**** PROVIDED RECORDS

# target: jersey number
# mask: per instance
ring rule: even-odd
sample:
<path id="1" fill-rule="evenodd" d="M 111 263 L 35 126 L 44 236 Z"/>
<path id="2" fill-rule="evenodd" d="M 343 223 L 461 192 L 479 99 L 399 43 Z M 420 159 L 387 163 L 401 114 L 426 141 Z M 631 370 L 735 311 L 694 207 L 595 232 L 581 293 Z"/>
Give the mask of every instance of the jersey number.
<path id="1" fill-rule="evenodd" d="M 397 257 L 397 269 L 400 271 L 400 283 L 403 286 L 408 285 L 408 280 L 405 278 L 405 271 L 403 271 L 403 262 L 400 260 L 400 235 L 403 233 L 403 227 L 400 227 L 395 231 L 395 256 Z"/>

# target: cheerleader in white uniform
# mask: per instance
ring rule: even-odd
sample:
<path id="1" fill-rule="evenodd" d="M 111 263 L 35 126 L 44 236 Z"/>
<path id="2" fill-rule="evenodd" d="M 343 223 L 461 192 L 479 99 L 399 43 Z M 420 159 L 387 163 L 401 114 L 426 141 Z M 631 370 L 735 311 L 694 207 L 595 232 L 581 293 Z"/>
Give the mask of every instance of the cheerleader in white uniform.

********

#### [TASK OBJECTIVE]
Using the records above, copy every line that has the word "uniform" in it.

#### [EXERCISE RESULT]
# target: cheerleader in white uniform
Give the mask of every instance of the cheerleader in white uniform.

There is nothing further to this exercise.